TEXT PROVIDED Start Marker

Short answer / sketch of proof: The probability is $100\%$ for $n = 2, 3$ and is less than that for $n \geq 4$, because the question is equivalent to the question of recurrence and transience of random walks on $\mathbb Z^{n-1}$.

You can translate this process to a random walk on $\mathbb Z^n$ as follows:

  • placing ball $i$ into bin $A$ corresponds to taking a step of $+1$ in coordinate $i$
  • placing ball $i$ into bin $B$ corresponds to taking a step of $-1$ in coordinate $i$
  • the random walk does both of the above things at the same time as a single "step"

In the case where the two bins receive the same balls, the corresponding step of the random walk doesn't move. Your question is equivalent to whether the walk is guaranteed to ever returns to the origin (i.e. is recurrent or transient); note that the non-moving steps can be safely ignored, because they do not affect questions of recurrence.

The random walk is not a true random walk on all of $\mathbb Z^n$, but rather one on the sublattice $\{(x_1, \dots, x_n) : \sum x_i = 0\}$, which effectively reduces the dimension of the random walk by 1, which is the fundamental reason for the answer to the question.


To formalize the argument:

Claim: This aforementioned sublattice of $\mathbb Z^d$ (endowed with the graph structure induced by the random walk described above) is roughly isometric (a.k.a. quasi-isometric or roughly equivalent) to $\mathbb Z^{d-1}$.

If we can prove this claim, then we're done, since recurrence and transience of random walks are preserved under rough isometries (see Theorem 3.2 of Markvorsen, Mcguinness, and Thomassen, available here).

TEXT PROVIDED End Marker

#### [EXERCISE 1]
Answer these questions about the proof sketch on random walks:
(a) For which values of $n$ is the probability $100\%$?
(b) What step does placing ball $i$ into bin $B$ correspond to?
(c) Under what are recurrence and transience of random walks said to be preserved?
#### [EXERCISE 2]
Write the next part of the proof sketch on random walks, starting after its last sentence.

SUPPLIED INFORMATION Start Marker

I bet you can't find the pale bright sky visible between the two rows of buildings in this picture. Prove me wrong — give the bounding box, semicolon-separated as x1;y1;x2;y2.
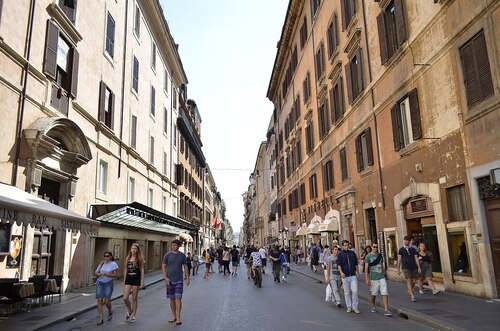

SUPPLIED INFORMATION End Marker

#### [TASK ANSWER 1]
(a) $n = 2$ and $n = 3$.
(b) A step of $-1$ in coordinate $i$.
(c) Rough isometries.

#### [TASK ANSWER 2]
Proof of claim: This is one of those cases where the act of establishing notation and writing the proof down is harder than the actual idea itself. The entire idea of quasi-isometry is that we create a mapping between two metric spaces (graphs, in this case) such that the mapping is dense-ish in the target space and doesn't change graph distances too much.

We will define a mapping $f: \mathbb Z^{n-1} \to G := \{(x_1, \dots, x_n) : \sum x_i = 0\} \subset \mathbb Z^n$ -- specifically, we will declare that $f(x_1, \dots, x_{n-1}) = (x_1, \dots, x_{n-1}, -\sum x_i)$. It is not hard to see that this map satisfies the density condition of rough isometry; in fact, it is a bijection of vertices. Hence, we need only to check that distances between points are not distorted too much under this mapping.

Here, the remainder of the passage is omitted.